Page text:
Fig. 3. Evaluation of the second hypothesized pattern, whereby CNDD more strongly regulates species abundances and thus community structure in the tropics.

a, The estimated relationship of stabilizing CNDD to absolute latitude and species abundance indicates that species-specific CNDD is considerably stronger for rare than for common species in tropical forests (P = 9.5 × 10⁻⁸), whereas species in subtropical and temperate forests show no statistically significant association between CNDD and species abundance (P = 0.24 and P = 0.72, respectively). b, Consequently, stabilizing CNDD of species with low abundance (here, one tree per hectare) is stronger in tropical than in temperate forests (P = 0.018), whereas CNDD of species with high abundance (here, 100 trees per hectare) shows no latitudinal gradient (P = 0.77). Note that a caveat to the comparison in b is that species abundance distributions and total community abundance change with latitude so that an abundance of one tree per hectare is not necessarily biologically comparable across latitudes. The regression lines and 95% CI are predictions from the meta-regression model (n = 2,534 species or species groups from 23 forest sites) including absolute latitude, species abundance and their interaction as predictors (‘abundance-mediated CNDD’ model; see Table 1b). Predictions in a are shown for the centres of three latitudinal geographic zones, with the tropical zone ranging between 0° and 23.5° absolute latitude, the subtropical between 23.5° and 35° and the temperate between 35° and 66.5°. Species abundance is quantified as the log-transformed number of trees per hectare. Confidence intervals and P values are obtained by refitting the model with data centred at the respective latitude or abundance value. Dashed horizontal lines indicate zero stabilizing CNDD. Stabilizing CNDD is defined as in Fig. 1; for the same plots with alternative definitions of CNDD, see Extended Data Figs. 4 and 5.

Data under study:
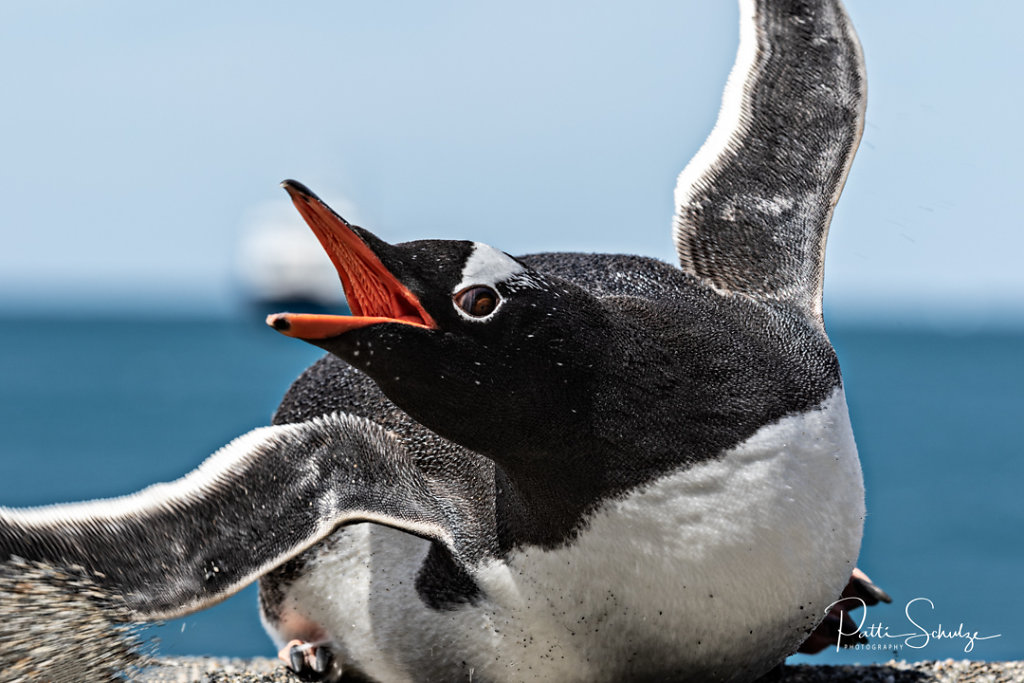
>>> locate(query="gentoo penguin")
[260,0,865,681]
[0,0,865,681]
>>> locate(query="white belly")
[266,390,864,681]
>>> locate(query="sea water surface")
[0,313,1024,663]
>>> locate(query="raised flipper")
[675,0,867,325]
[0,415,453,622]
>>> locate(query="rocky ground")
[138,657,1024,683]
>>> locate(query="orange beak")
[266,180,437,339]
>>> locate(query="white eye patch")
[452,242,526,296]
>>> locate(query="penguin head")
[267,180,603,460]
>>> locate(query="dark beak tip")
[281,178,317,202]
[266,313,292,332]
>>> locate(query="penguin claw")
[797,567,893,654]
[278,640,335,683]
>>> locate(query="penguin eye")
[455,286,498,317]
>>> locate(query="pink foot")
[797,568,893,654]
[278,640,335,681]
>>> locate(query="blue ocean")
[0,314,1024,664]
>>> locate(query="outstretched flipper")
[0,415,453,621]
[675,0,867,325]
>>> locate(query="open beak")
[266,180,437,339]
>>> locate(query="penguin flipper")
[0,414,453,621]
[674,0,867,324]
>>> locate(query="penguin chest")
[270,390,864,681]
[468,389,864,680]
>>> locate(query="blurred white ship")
[236,198,348,313]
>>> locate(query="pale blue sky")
[0,0,1024,325]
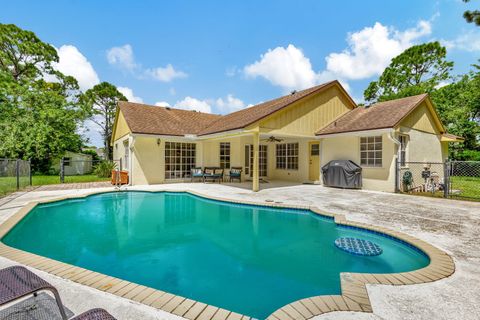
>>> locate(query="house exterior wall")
[320,133,397,192]
[400,127,448,162]
[110,86,448,192]
[113,111,130,141]
[400,101,440,134]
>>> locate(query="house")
[50,151,93,176]
[112,81,459,191]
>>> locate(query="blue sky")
[0,0,480,145]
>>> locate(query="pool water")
[2,191,429,319]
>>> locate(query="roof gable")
[114,80,356,136]
[199,80,356,135]
[316,94,445,135]
[117,101,221,136]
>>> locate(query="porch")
[125,132,321,191]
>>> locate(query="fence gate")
[396,161,480,201]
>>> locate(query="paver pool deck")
[0,183,480,319]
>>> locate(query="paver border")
[0,189,455,320]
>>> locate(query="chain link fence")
[58,157,122,183]
[396,161,480,201]
[0,158,32,196]
[448,161,480,201]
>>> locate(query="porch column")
[252,132,260,192]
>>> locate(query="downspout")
[387,130,401,192]
[128,136,137,186]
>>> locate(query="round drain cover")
[335,237,383,256]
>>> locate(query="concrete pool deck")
[0,183,480,319]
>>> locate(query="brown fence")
[396,161,480,201]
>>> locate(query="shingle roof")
[199,81,336,135]
[118,101,221,136]
[118,81,344,136]
[316,94,428,135]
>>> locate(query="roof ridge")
[118,101,222,117]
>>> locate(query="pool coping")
[0,189,455,320]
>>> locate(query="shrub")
[94,161,117,178]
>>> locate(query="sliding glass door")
[245,144,268,177]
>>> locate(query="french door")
[245,144,268,177]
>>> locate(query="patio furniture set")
[190,167,242,183]
[0,266,115,320]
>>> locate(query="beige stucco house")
[112,81,459,192]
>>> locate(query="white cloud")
[53,45,100,91]
[155,101,170,107]
[441,31,480,52]
[244,44,317,90]
[215,94,245,113]
[145,64,187,82]
[107,44,138,71]
[174,96,212,113]
[326,20,432,80]
[243,18,433,91]
[117,87,143,103]
[225,66,241,77]
[107,44,188,82]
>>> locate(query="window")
[245,144,250,174]
[124,139,130,170]
[360,136,382,167]
[165,142,196,179]
[399,135,408,167]
[276,143,298,170]
[220,142,230,169]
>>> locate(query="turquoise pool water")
[2,191,429,319]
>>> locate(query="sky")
[0,0,480,146]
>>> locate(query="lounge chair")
[190,168,203,182]
[0,266,67,320]
[203,167,223,182]
[70,308,116,320]
[228,167,243,182]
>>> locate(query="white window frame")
[275,142,299,171]
[124,139,130,171]
[219,142,231,169]
[359,136,383,168]
[398,134,409,167]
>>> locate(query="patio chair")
[70,308,116,320]
[228,167,243,182]
[190,167,203,182]
[203,167,223,182]
[0,266,67,320]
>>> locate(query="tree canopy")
[0,24,86,171]
[364,41,453,102]
[364,42,480,161]
[463,0,480,26]
[82,82,127,159]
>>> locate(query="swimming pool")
[2,191,429,319]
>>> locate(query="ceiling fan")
[262,136,283,142]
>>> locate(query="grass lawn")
[450,177,480,200]
[0,174,110,196]
[409,176,480,201]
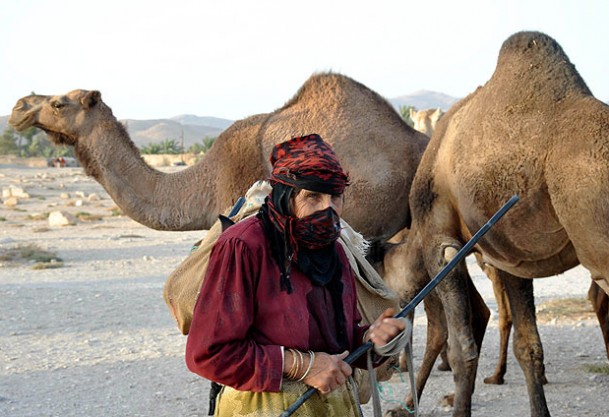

Task description: Reproduce, word for word, the portion of the figure caption that begins with the words containing "Fig. 3. Evaluation" and ends with "in the tropics.".

Answer area:
Fig. 3. Evaluation of the second hypothesized pattern, whereby CNDD more strongly regulates species abundances and thus community structure in the tropics.